**Short task**
Would you retype all of these records exactly?

[Records from a data source]
* * * * * * * * *

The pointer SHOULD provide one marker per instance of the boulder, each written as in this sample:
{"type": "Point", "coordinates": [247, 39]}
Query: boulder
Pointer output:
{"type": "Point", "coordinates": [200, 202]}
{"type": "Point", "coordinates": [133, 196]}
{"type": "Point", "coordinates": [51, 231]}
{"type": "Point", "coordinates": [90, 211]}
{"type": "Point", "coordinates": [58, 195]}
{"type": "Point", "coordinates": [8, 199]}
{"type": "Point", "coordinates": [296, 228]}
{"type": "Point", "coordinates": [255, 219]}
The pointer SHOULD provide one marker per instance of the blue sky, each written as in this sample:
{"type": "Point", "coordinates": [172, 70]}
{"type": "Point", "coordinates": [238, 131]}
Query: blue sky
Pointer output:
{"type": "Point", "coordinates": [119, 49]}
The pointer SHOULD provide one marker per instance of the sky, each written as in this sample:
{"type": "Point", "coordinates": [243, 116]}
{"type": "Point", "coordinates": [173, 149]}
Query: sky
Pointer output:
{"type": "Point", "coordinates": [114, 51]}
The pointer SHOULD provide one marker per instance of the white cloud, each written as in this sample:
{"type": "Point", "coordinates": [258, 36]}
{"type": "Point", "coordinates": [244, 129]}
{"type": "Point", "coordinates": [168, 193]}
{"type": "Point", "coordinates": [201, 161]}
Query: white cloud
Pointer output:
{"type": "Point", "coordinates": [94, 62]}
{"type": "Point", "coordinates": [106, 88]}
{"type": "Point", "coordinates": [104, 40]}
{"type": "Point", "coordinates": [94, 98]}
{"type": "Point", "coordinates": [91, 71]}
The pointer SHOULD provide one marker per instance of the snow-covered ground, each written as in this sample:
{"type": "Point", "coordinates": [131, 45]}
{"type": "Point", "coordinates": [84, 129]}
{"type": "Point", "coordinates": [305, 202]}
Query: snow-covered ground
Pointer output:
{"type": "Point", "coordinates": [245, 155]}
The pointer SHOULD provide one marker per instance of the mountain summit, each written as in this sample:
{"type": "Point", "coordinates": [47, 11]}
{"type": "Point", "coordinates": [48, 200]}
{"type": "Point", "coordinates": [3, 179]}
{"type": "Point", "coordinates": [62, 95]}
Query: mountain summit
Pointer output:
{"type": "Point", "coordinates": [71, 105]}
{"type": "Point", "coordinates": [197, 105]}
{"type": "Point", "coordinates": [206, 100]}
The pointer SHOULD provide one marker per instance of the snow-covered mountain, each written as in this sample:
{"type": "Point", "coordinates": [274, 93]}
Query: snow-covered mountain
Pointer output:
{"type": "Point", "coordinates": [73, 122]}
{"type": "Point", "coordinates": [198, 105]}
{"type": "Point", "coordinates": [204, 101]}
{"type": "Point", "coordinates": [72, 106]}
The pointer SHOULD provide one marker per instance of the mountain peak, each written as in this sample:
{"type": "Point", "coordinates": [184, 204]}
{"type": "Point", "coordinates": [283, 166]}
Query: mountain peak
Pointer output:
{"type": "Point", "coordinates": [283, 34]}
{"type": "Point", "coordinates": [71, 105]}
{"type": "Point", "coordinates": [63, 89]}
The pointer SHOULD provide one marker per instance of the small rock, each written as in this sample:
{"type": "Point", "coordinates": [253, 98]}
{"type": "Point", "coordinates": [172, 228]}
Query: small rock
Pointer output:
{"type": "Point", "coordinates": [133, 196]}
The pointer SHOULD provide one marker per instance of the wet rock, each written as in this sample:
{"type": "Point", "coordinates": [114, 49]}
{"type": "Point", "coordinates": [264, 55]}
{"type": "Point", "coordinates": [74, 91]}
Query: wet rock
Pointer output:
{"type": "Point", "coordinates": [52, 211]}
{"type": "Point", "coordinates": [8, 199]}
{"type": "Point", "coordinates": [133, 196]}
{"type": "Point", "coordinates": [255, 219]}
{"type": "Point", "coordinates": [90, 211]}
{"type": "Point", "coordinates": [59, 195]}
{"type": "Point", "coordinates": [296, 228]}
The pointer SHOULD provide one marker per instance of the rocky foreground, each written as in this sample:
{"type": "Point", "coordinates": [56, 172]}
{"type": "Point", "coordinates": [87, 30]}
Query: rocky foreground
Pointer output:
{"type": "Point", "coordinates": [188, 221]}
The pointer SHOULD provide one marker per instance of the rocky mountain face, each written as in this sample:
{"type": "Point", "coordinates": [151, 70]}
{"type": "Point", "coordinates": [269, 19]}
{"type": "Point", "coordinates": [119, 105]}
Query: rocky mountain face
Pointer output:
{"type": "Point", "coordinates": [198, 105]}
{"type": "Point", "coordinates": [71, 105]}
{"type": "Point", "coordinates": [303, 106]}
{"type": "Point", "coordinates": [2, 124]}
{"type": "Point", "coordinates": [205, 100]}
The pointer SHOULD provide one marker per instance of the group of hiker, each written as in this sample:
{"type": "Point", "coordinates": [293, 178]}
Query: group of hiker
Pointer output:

* * * * * * * * *

**Exercise answer**
The pointer SHOULD provide one marker per instance of the boulder, each written as in this sample:
{"type": "Point", "coordinates": [247, 39]}
Query: boulder
Pointer output:
{"type": "Point", "coordinates": [200, 202]}
{"type": "Point", "coordinates": [133, 196]}
{"type": "Point", "coordinates": [51, 231]}
{"type": "Point", "coordinates": [90, 211]}
{"type": "Point", "coordinates": [58, 195]}
{"type": "Point", "coordinates": [8, 199]}
{"type": "Point", "coordinates": [296, 228]}
{"type": "Point", "coordinates": [255, 219]}
The pointer SHOULD provide one marker per instance of the blue sky, each written as in this sample:
{"type": "Point", "coordinates": [172, 70]}
{"type": "Point", "coordinates": [238, 131]}
Query: blue sky
Pointer output:
{"type": "Point", "coordinates": [119, 49]}
The pointer SHOULD provide one marker per instance of the sky, each written as in this sample:
{"type": "Point", "coordinates": [243, 116]}
{"type": "Point", "coordinates": [173, 149]}
Query: sky
Pointer output:
{"type": "Point", "coordinates": [114, 51]}
The pointer SHOULD provide one marker per instance of the white cloud, each written as in this sample:
{"type": "Point", "coordinates": [258, 36]}
{"type": "Point", "coordinates": [244, 129]}
{"type": "Point", "coordinates": [168, 193]}
{"type": "Point", "coordinates": [201, 161]}
Query: white cloud
Pointer output:
{"type": "Point", "coordinates": [94, 62]}
{"type": "Point", "coordinates": [106, 88]}
{"type": "Point", "coordinates": [104, 40]}
{"type": "Point", "coordinates": [94, 98]}
{"type": "Point", "coordinates": [91, 71]}
The pointer SHOULD provide one marker per instance of the snow-covered ground, each written as in this sample:
{"type": "Point", "coordinates": [131, 45]}
{"type": "Point", "coordinates": [84, 129]}
{"type": "Point", "coordinates": [305, 202]}
Query: snow-covered ground
Pointer output:
{"type": "Point", "coordinates": [245, 155]}
The pointer SHOULD provide one marker per instance of the mountain summit, each written as in this sample:
{"type": "Point", "coordinates": [47, 11]}
{"type": "Point", "coordinates": [48, 200]}
{"type": "Point", "coordinates": [3, 179]}
{"type": "Point", "coordinates": [62, 95]}
Query: mountain summit
Pointer output:
{"type": "Point", "coordinates": [71, 105]}
{"type": "Point", "coordinates": [197, 105]}
{"type": "Point", "coordinates": [206, 100]}
The pointer SHOULD provide one marker per instance of the snow-covered mountain, each written as in this sample:
{"type": "Point", "coordinates": [274, 93]}
Query: snow-covered mountain
Pointer output:
{"type": "Point", "coordinates": [73, 122]}
{"type": "Point", "coordinates": [198, 105]}
{"type": "Point", "coordinates": [204, 101]}
{"type": "Point", "coordinates": [72, 106]}
The pointer SHOULD provide one marker per instance of the mountain peak, each written as in this sample:
{"type": "Point", "coordinates": [184, 204]}
{"type": "Point", "coordinates": [283, 166]}
Query: mountain peak
Pointer output:
{"type": "Point", "coordinates": [283, 34]}
{"type": "Point", "coordinates": [71, 105]}
{"type": "Point", "coordinates": [63, 89]}
The pointer SHOULD provide one marker per instance of the small rock, each written as in this sample:
{"type": "Point", "coordinates": [253, 98]}
{"type": "Point", "coordinates": [172, 228]}
Query: small rock
Pointer output:
{"type": "Point", "coordinates": [133, 196]}
The pointer SHOULD provide one marker per instance of the wet rock, each written as in this sample:
{"type": "Point", "coordinates": [114, 49]}
{"type": "Point", "coordinates": [264, 55]}
{"type": "Point", "coordinates": [74, 91]}
Query: wet rock
Pointer output:
{"type": "Point", "coordinates": [52, 211]}
{"type": "Point", "coordinates": [8, 199]}
{"type": "Point", "coordinates": [133, 196]}
{"type": "Point", "coordinates": [255, 219]}
{"type": "Point", "coordinates": [90, 211]}
{"type": "Point", "coordinates": [59, 195]}
{"type": "Point", "coordinates": [296, 228]}
The pointer SHOULD provide one marker per instance of the rocky foreground, each written as in this sample:
{"type": "Point", "coordinates": [56, 172]}
{"type": "Point", "coordinates": [87, 30]}
Query: rocky foreground
Pointer output:
{"type": "Point", "coordinates": [188, 221]}
The pointer SHOULD provide one marker per instance of the rocky mountain face, each written as in this sample:
{"type": "Point", "coordinates": [151, 70]}
{"type": "Point", "coordinates": [269, 19]}
{"type": "Point", "coordinates": [119, 105]}
Query: rocky mountain face
Pointer output:
{"type": "Point", "coordinates": [198, 105]}
{"type": "Point", "coordinates": [71, 105]}
{"type": "Point", "coordinates": [303, 106]}
{"type": "Point", "coordinates": [2, 124]}
{"type": "Point", "coordinates": [205, 100]}
The pointer SHOULD provide one marker per instance of the group of hiker, each written as in this sample:
{"type": "Point", "coordinates": [293, 178]}
Query: group of hiker
Pointer output:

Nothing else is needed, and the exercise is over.